ページ抜粋.
•••••

出題の「ツボ」が抽出できれば、あとは、直前期に、この出題の「ツボ」を記憶していけばいい訳
です。
そのためのツールが、つぶやき確認テスト行政法です。
受講生の皆さんは、行政法において、二肢まで絞れたのに症候群にかからないためにも、是非、
知識の集約化と定着化を意識した復習をしてほしいと思います。
2 復習のポイント
① 行政上の義務履行確保(1)
まずは、パワーポイント(第13章行政上の義務履行確保②)で、行政上の強制手段の全体構造
を、各レベルの相違点を中心に知識を整理しておいてください。
行政法(総論)は、 講学上の概念中心の科目ですので、細かい「葉」の部分から学習すると何を
やっているのかわからなくなり、たいていの場合、迷子になってしまいます。
受講生の皆さんは、
行政法の復習をする際には、必ず、パワーポイントのツリーや櫻井・橋本「行政法」の目次で全
体構造を確認しながら、細かい「葉」の部分の復習を行ってみてください。
森から木、木から枝、枝から葉へ
行政法が苦手な方は、一問一答式で、葉から葉、葉から葉、葉から葉へというような勉強をして
いる方が多いのではないかと思います。
パワーポイントのツリー図は、タイトルだけ残してすべて空欄にして、中身がきちんと埋まるかど
うか、是非、復習の段階で試してみてください。
次に、行政法p167、総整理ノートp62で、司法的執行について、宝塚市パチンコ条例事件の判例
を、「財産権の主体」と「行政権の主体」に着目しながら、もう一度、読んでおいてください。
この宝塚市パチンコ条例事件の判例を素材にした問題は、単に判例の結論だけ記憶していて
も得点することが出来なかった問題です。
憲法と同様に、行政法においても、判例のサビと結論だけを記憶するのではなく、判例のロジッ
クや理由付けもきちんと理解しておくことが必要です。
講義中にもお話した宝塚市パチンコ条例事件(最判平14.7.9)は、とても興味深い判例ですの
で、「事案」と「顛末」を少し詳細にコメントしておきます。
憲法学読本の宍戸先生曰く、この判例は、3バカ判例の1つと云われているそうです。

•••••

作業内容.
ページ抜粋をもとに次の問いに答えよ。
1. 直前期に出題の「ツボ」を記憶するためのツールは何か。
2. 宝塚市パチンコ条例事件の判例を読み直すとき、何に着目するよう求められているか。
3. 宍戸先生によれば、宝塚市パチンコ条例事件の判例は何の1つと言われているか。

•••••

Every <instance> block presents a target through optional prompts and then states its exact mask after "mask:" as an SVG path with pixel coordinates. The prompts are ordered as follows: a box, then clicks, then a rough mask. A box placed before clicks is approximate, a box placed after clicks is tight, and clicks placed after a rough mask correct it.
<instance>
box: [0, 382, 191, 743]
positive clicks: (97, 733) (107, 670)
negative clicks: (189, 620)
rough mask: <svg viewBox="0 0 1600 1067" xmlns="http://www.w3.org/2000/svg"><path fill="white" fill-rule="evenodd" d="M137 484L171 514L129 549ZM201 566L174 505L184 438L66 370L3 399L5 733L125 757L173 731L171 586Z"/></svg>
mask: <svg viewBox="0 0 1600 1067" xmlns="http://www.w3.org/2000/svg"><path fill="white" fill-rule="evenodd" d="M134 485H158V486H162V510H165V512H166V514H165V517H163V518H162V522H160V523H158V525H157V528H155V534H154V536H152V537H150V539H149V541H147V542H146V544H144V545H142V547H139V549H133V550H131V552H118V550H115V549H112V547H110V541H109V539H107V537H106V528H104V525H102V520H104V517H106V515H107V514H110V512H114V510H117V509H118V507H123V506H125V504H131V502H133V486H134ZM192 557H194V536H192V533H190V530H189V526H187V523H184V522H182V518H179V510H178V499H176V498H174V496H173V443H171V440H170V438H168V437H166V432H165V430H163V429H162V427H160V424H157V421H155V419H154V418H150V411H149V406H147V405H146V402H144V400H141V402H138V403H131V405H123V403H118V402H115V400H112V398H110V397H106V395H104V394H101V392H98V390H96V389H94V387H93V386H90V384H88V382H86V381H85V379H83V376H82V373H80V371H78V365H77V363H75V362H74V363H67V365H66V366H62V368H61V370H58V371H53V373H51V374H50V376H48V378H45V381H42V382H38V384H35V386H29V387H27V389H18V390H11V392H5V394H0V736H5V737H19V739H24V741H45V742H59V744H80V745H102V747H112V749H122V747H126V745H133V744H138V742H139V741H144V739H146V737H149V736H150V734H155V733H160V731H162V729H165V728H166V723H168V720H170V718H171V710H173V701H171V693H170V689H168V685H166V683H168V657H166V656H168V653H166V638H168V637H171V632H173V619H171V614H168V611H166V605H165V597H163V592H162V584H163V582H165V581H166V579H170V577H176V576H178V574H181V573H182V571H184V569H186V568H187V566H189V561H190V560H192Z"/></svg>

•••••

最終回答.
1. つぶやき確認テスト行政法
2. 「財産権の主体」と「行政権の主体」
3. 3バカ判例